WHAT IS BEING ASKED: Copy out the data below. Keep every word as it is.

═════ DATASET RECORDS ═════

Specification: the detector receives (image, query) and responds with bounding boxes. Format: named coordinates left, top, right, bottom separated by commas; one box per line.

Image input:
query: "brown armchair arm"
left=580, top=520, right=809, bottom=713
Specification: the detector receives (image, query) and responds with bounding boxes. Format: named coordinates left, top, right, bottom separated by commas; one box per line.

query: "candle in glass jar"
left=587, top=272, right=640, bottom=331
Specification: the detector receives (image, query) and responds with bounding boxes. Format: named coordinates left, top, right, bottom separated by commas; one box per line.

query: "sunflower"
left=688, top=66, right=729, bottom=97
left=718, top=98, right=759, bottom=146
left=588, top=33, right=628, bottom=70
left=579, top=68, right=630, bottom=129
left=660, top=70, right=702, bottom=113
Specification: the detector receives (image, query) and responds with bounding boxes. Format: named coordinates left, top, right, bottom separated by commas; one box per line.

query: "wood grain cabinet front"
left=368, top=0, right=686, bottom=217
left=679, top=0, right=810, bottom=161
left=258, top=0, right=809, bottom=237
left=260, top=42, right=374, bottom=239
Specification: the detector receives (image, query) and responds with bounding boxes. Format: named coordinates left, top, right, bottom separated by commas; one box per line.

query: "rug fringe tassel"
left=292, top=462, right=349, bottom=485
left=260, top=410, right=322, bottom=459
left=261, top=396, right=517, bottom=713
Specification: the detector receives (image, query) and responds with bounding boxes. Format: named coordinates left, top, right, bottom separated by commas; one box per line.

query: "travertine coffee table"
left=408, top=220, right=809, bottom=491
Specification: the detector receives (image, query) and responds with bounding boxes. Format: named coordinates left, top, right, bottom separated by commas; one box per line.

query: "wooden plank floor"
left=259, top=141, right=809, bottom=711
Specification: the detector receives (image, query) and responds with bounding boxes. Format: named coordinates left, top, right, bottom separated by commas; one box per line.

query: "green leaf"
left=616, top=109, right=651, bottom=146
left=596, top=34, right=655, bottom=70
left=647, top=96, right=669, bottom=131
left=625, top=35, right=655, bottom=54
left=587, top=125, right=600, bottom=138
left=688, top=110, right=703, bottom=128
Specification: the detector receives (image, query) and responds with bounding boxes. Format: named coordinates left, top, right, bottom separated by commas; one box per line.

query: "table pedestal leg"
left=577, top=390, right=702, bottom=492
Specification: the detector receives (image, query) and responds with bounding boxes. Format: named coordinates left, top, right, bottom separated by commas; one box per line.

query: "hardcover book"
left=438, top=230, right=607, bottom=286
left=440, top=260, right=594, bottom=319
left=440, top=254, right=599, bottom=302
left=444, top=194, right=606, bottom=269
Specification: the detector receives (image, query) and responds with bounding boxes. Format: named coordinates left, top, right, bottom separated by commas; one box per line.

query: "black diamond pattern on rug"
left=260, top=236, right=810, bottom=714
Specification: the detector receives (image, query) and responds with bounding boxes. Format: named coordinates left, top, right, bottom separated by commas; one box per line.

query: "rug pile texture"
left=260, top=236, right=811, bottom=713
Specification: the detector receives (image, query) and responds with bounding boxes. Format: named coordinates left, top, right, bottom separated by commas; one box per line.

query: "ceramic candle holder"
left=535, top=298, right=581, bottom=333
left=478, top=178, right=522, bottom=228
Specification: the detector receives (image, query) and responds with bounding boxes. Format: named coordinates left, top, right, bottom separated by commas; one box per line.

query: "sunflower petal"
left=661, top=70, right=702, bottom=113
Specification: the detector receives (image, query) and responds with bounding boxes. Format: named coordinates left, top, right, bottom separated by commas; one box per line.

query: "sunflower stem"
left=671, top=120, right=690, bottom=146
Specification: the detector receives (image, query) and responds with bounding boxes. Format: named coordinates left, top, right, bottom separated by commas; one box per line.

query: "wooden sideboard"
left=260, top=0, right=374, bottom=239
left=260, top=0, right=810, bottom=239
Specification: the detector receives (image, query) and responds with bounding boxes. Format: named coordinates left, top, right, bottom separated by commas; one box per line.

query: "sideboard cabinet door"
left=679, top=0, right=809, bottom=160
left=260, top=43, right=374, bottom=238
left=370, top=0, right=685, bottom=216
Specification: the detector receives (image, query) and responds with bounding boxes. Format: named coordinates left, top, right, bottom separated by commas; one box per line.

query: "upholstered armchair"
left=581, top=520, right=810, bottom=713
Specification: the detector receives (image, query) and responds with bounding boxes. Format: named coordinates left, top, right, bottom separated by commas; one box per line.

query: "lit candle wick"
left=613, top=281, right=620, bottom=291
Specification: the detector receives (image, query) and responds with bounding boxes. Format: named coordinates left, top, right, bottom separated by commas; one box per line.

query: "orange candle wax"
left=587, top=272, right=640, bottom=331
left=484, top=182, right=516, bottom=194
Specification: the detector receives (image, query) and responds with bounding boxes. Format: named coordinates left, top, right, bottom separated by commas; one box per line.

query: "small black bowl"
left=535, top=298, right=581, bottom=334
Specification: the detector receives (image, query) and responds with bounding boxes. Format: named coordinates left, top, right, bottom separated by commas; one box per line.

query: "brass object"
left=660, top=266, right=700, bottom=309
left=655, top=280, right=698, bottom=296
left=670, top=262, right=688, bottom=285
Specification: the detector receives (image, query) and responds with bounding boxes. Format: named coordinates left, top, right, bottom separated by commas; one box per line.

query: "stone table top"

═════

WRITTEN SOLUTION:
Specification: the detector receives (image, query) and responds with bounding boxes. Format: named coordinates left, top, right, bottom separated by commas; one box per line.

Image input:
query: "brown armchair arm"
left=580, top=520, right=809, bottom=713
Specification: the detector receives (image, query) and responds with bounding boxes. Format: named coordinates left, top, right, bottom separated by commas; one box per line.

query: "candle in glass jar"
left=587, top=272, right=640, bottom=331
Specification: the detector receives (image, query) and responds with bounding boxes. Format: named coordinates left, top, right, bottom separated by commas; one box per line.

query: "sunflower"
left=688, top=66, right=729, bottom=97
left=718, top=98, right=759, bottom=146
left=588, top=33, right=628, bottom=70
left=579, top=68, right=630, bottom=129
left=660, top=70, right=702, bottom=113
Specification: the detector receives (image, query) and responds with bounding boxes. Format: named coordinates left, top, right, bottom separated by commas; one box per line.

query: "wood grain cabinet front"
left=368, top=0, right=686, bottom=217
left=679, top=0, right=810, bottom=161
left=258, top=0, right=809, bottom=237
left=260, top=42, right=374, bottom=239
Specification: the detector receives (image, query) and responds with bounding boxes. Format: named coordinates left, top, right, bottom separated by commas; one box per line.

query: "rug fringe tassel"
left=292, top=462, right=349, bottom=485
left=260, top=410, right=322, bottom=459
left=261, top=396, right=517, bottom=713
Specification: the detector receives (image, query) and responds with bounding boxes. Format: named coordinates left, top, right, bottom separated by commas; one box per line.

query: "travertine coffee table"
left=408, top=220, right=809, bottom=491
Specification: the detector receives (image, query) and responds with bounding boxes. Format: named coordinates left, top, right, bottom separated by commas; one box per line.

query: "wooden plank floor"
left=259, top=141, right=809, bottom=711
Specification: the detector receives (image, query) and responds with bounding boxes. Format: named coordinates left, top, right, bottom separated by commas; one box per line.

query: "green leaf"
left=616, top=109, right=651, bottom=146
left=596, top=34, right=655, bottom=70
left=647, top=96, right=669, bottom=131
left=625, top=35, right=655, bottom=54
left=587, top=125, right=600, bottom=138
left=688, top=110, right=703, bottom=128
Specification: the detector receives (image, query) and responds with bounding boxes. Format: named coordinates left, top, right, bottom separated by commas; one box per line.

query: "table pedestal leg"
left=577, top=390, right=702, bottom=492
Specification: the detector receives (image, query) and responds with bounding boxes. Format: named coordinates left, top, right, bottom separated by commas; one box per line.

query: "hardcover book"
left=438, top=230, right=607, bottom=286
left=440, top=260, right=594, bottom=319
left=440, top=254, right=599, bottom=302
left=444, top=194, right=606, bottom=269
Specification: the detector receives (image, query) and responds with bounding boxes. Format: named coordinates left, top, right, bottom separated by commas; one box per line.

query: "black diamond pattern on rug"
left=260, top=236, right=810, bottom=714
Specification: the detector receives (image, query) and responds with bounding boxes. Format: named coordinates left, top, right, bottom separated by commas; one box per line.

query: "rug pile texture"
left=260, top=236, right=811, bottom=713
Specification: the detector receives (image, query) and responds with bounding boxes. Format: named coordinates left, top, right, bottom separated by commas; one box per line.

query: "ceramic candle holder"
left=535, top=298, right=581, bottom=333
left=478, top=178, right=522, bottom=228
Specification: the detector receives (image, query) and responds with bounding boxes. Format: named coordinates left, top, right, bottom separated by commas; one box per line.

query: "sunflower petal"
left=661, top=70, right=702, bottom=113
Specification: the detector receives (image, query) and responds with bounding boxes. Format: named coordinates left, top, right, bottom separated by commas; one box per line.

query: "sunflower stem"
left=671, top=120, right=690, bottom=146
Specification: the detector receives (image, query) and responds with bounding boxes. Format: named coordinates left, top, right, bottom separated by commas; one box per line.

query: "wooden sideboard"
left=260, top=0, right=374, bottom=239
left=260, top=0, right=810, bottom=239
Specification: the detector receives (image, query) and responds with bounding boxes. Format: named coordinates left, top, right, bottom separated by commas; one box per line.

query: "sideboard cabinet door"
left=679, top=0, right=809, bottom=160
left=260, top=43, right=374, bottom=238
left=370, top=0, right=685, bottom=216
Specification: the detector receives (image, query) and responds with bounding boxes. Format: named coordinates left, top, right, bottom separated by commas; one box per line.

query: "upholstered armchair"
left=581, top=520, right=810, bottom=713
Specification: the detector receives (image, query) and responds with bounding boxes. Format: named coordinates left, top, right, bottom separated by commas; one box per line.

query: "lit candle wick"
left=613, top=281, right=620, bottom=291
Specification: the detector receives (image, query) and responds with bounding boxes. Format: named coordinates left, top, right, bottom separated by commas; one box per line.

query: "orange candle wax"
left=587, top=272, right=640, bottom=331
left=484, top=182, right=516, bottom=194
Specification: the detector receives (image, query) and responds with bounding boxes. Format: named coordinates left, top, right, bottom separated by commas; one box per line.

query: "small black bowl"
left=535, top=298, right=581, bottom=334
Specification: the detector receives (image, query) and responds with bounding boxes. Format: named coordinates left, top, right, bottom separated by commas; one box per line.

query: "brass object"
left=660, top=266, right=700, bottom=309
left=655, top=280, right=698, bottom=296
left=670, top=262, right=688, bottom=285
Specification: the detector receives (image, query) and responds with bounding boxes. Format: named coordinates left, top, right, bottom separated by commas; one box per line.

query: "stone table top"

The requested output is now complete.